SUPPLIED MATERIAL —
--- START ---

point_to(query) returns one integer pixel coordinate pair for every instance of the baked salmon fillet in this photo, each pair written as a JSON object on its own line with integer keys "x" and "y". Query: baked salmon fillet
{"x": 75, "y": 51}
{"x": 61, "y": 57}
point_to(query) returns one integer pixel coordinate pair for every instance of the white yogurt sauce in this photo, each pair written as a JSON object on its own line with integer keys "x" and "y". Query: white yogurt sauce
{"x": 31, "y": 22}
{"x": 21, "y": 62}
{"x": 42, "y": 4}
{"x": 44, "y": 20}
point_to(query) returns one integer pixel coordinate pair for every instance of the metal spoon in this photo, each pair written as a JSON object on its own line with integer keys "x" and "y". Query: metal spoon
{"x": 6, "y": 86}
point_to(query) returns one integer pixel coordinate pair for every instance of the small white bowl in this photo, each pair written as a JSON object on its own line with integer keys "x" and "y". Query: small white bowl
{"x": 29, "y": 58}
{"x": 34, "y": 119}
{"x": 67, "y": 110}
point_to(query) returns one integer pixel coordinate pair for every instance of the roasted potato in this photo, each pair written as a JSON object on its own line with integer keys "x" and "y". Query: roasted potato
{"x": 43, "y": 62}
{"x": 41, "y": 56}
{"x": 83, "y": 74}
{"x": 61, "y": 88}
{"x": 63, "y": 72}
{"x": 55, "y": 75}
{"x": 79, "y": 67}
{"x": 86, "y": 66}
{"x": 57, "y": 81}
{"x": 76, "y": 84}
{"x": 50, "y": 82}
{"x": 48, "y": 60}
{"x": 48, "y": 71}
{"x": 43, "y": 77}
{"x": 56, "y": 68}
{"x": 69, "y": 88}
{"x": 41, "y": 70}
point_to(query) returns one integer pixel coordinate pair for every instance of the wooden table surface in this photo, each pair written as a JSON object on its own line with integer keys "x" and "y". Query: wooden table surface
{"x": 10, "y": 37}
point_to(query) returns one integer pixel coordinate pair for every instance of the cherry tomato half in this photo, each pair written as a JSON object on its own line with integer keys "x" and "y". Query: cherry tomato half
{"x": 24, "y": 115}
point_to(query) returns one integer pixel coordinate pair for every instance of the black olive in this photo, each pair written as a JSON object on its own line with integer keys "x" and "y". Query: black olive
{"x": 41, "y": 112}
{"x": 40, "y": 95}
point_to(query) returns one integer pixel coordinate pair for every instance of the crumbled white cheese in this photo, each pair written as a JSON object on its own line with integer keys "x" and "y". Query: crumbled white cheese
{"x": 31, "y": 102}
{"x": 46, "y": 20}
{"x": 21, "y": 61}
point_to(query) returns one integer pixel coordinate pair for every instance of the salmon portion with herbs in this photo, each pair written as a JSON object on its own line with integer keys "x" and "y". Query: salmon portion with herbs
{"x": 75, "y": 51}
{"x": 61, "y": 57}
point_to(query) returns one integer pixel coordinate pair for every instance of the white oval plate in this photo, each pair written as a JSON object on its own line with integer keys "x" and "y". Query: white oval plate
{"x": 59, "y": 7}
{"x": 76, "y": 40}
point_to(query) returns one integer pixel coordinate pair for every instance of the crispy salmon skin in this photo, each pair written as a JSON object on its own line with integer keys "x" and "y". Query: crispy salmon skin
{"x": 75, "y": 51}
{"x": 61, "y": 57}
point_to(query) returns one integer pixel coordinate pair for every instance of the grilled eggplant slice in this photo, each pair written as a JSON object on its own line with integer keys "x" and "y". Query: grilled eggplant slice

--- END ---

WHAT THE TASK REQUIRES — Set down the entries again exactly as they are.

YOUR SOLUTION —
point_to(query) returns one integer pixel coordinate pair for every instance of the baked salmon fillet in this photo, each pair written as a JSON object on its own line with integer keys "x" and "y". Query: baked salmon fillet
{"x": 75, "y": 51}
{"x": 61, "y": 57}
point_to(query) returns one integer pixel coordinate pair for every instance of the white yogurt sauce in this photo, each pair written as a JSON object on its own line with integer keys "x" and "y". Query: white yogurt sauce
{"x": 31, "y": 22}
{"x": 21, "y": 62}
{"x": 42, "y": 4}
{"x": 44, "y": 20}
point_to(query) returns one integer pixel coordinate pair for every instance of the metal spoon in this photo, each pair written as a JSON object on its own line with integer keys "x" and "y". Query: metal spoon
{"x": 6, "y": 86}
point_to(query) returns one integer pixel coordinate pair for every instance of the small white bowl in this photo, each pair written as a JSON object on its own line with integer keys "x" and "y". Query: small white bowl
{"x": 29, "y": 58}
{"x": 34, "y": 119}
{"x": 67, "y": 110}
point_to(query) returns one integer pixel coordinate pair for every instance of the roasted potato in this photo, each pair written as a JSON object on its own line with integer keys "x" and "y". Query: roasted potato
{"x": 43, "y": 62}
{"x": 41, "y": 56}
{"x": 83, "y": 74}
{"x": 61, "y": 88}
{"x": 63, "y": 72}
{"x": 55, "y": 75}
{"x": 79, "y": 67}
{"x": 86, "y": 66}
{"x": 57, "y": 81}
{"x": 76, "y": 84}
{"x": 50, "y": 82}
{"x": 48, "y": 60}
{"x": 48, "y": 71}
{"x": 43, "y": 77}
{"x": 56, "y": 68}
{"x": 69, "y": 88}
{"x": 41, "y": 70}
point_to(query) returns one integer pixel coordinate pair for every instance of the wooden table surface in this photo, each pair written as a JSON object on its own line with integer keys "x" and "y". Query: wooden table surface
{"x": 10, "y": 37}
point_to(query) returns one integer pixel coordinate pair for every instance of the cherry tomato half in this photo, each pair written as a JSON object on its own line with integer keys "x" and "y". Query: cherry tomato half
{"x": 24, "y": 115}
point_to(query) returns one integer pixel coordinate pair for every instance of the black olive in this photo, each pair written as a JSON object on its own line with integer keys "x" and "y". Query: black olive
{"x": 41, "y": 112}
{"x": 40, "y": 95}
point_to(query) returns one integer pixel coordinate pair for every instance of the crumbled white cheese in this photo, each pair written as a JSON object on its own line with integer keys "x" and "y". Query: crumbled white cheese
{"x": 31, "y": 102}
{"x": 46, "y": 20}
{"x": 21, "y": 61}
point_to(query) returns one integer pixel coordinate pair for every instance of the salmon portion with herbs in this photo, each pair written as a JSON object on its own line with integer keys "x" and "y". Query: salmon portion with herbs
{"x": 75, "y": 51}
{"x": 61, "y": 57}
point_to(query) returns one integer pixel coordinate pair for every instance of the white oval plate in this photo, each pair written as a JSON object on its own line with integer keys "x" and "y". Query: white oval plate
{"x": 59, "y": 7}
{"x": 76, "y": 40}
point_to(query) returns one integer pixel coordinate pair for every instance of the crispy salmon skin in this photo, each pair written as a JSON object on its own line with integer keys "x" and "y". Query: crispy salmon skin
{"x": 75, "y": 51}
{"x": 61, "y": 57}
point_to(query) returns one integer pixel coordinate pair for every instance of the grilled eggplant slice in this photo, each pair written as a JSON object on its own line with integer keys "x" and "y". Query: grilled eggplant slice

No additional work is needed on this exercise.